→ **TASK DIRECTIONS**
Format every line below as a JSON array of strings, one string per line, with blank lines omitted.

(Shape boundary lines)
(begin)
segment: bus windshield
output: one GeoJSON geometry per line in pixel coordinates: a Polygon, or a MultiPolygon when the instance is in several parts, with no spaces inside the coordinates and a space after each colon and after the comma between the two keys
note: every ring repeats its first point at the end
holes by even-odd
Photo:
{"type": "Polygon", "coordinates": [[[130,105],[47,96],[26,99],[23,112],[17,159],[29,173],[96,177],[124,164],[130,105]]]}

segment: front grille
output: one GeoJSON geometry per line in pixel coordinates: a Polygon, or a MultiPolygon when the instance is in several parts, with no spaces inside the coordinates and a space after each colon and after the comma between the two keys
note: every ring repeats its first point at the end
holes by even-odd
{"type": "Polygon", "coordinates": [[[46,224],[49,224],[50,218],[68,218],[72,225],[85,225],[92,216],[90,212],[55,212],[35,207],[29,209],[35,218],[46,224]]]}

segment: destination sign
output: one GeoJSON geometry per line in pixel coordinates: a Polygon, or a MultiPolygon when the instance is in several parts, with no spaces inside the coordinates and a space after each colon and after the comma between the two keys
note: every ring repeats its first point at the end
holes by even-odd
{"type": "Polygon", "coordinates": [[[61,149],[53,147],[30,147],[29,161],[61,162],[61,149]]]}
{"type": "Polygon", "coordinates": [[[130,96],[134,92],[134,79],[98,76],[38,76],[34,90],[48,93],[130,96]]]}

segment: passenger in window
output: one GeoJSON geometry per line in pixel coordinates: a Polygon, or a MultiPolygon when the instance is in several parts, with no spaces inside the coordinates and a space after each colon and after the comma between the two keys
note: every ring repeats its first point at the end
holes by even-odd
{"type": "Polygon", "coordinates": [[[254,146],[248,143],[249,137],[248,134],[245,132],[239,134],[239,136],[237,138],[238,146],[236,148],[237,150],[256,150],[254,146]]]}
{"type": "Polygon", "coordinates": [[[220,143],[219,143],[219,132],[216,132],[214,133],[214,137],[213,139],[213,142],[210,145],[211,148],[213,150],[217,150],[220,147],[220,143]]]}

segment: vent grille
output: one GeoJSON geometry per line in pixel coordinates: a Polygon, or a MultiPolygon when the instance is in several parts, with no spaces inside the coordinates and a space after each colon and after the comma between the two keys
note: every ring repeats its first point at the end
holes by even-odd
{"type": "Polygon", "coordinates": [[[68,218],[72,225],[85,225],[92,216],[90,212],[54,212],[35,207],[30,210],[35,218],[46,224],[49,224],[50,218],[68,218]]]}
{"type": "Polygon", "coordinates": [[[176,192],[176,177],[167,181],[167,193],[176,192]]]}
(end)
→ **TASK RESULT**
[
  "segment: bus windshield",
  "output: one GeoJSON geometry per line in pixel coordinates: a Polygon, or a MultiPolygon when the instance is in several parts, with no spaces inside the coordinates and a space after each colon and after the comma between the two keys",
  "note: every ring repeats its first point at the end",
  "holes by even-odd",
  "Photo:",
  "{\"type\": \"Polygon\", \"coordinates\": [[[130,105],[47,96],[26,99],[23,112],[17,159],[29,173],[96,177],[124,164],[130,105]]]}",
  "segment: front grille",
  "output: one GeoJSON geometry per line in pixel coordinates: a Polygon, or a MultiPolygon when the instance is in several parts, with no spaces inside the coordinates and a space after each colon and after the comma between the two keys",
  "note: every ring repeats its first point at the end",
  "holes by even-odd",
  "{\"type\": \"Polygon\", \"coordinates\": [[[46,224],[49,224],[50,218],[68,218],[72,225],[85,225],[92,216],[90,212],[55,212],[35,207],[29,209],[35,218],[46,224]]]}",
  "segment: destination sign",
  "output: one GeoJSON geometry per line in pixel coordinates: a Polygon, or a MultiPolygon when the instance is in several parts, with no spaces inside the coordinates and a space after each colon and after the comma between the two keys",
  "note: every ring repeats its first point at the end",
  "holes by even-odd",
  "{\"type\": \"Polygon\", \"coordinates\": [[[61,149],[53,147],[30,147],[29,161],[61,162],[61,149]]]}",
  "{\"type\": \"Polygon\", \"coordinates\": [[[130,96],[134,92],[134,79],[98,76],[38,76],[34,90],[48,93],[130,96]]]}",
  "segment: passenger in window",
  "output: one GeoJSON geometry per line in pixel coordinates: a Polygon, or a MultiPolygon when the instance is in several parts, with no spaces inside the coordinates and a space after each colon and after the comma between the two keys",
  "note: every ring repeats its first point at the end",
  "holes by even-odd",
  "{\"type\": \"Polygon\", \"coordinates\": [[[254,146],[248,143],[249,137],[248,134],[245,132],[239,134],[239,136],[237,138],[238,146],[236,148],[237,150],[256,150],[254,146]]]}",
  "{\"type\": \"Polygon\", \"coordinates\": [[[220,143],[219,143],[219,132],[216,132],[214,133],[214,137],[213,139],[213,142],[210,145],[211,148],[213,150],[217,150],[220,147],[220,143]]]}",
  "segment: vent grille",
  "output: one GeoJSON geometry per line in pixel coordinates: a Polygon, or a MultiPolygon when the instance is in several parts, with no spaces inside the coordinates and a space after each colon and after the comma between the two keys",
  "note: every ring repeats its first point at the end",
  "holes by even-odd",
  "{\"type\": \"Polygon\", \"coordinates\": [[[68,218],[72,225],[85,225],[92,216],[90,212],[54,212],[35,207],[30,210],[35,218],[46,224],[49,224],[50,218],[68,218]]]}",
  "{\"type\": \"Polygon\", \"coordinates\": [[[176,192],[176,177],[167,181],[167,193],[176,192]]]}"
]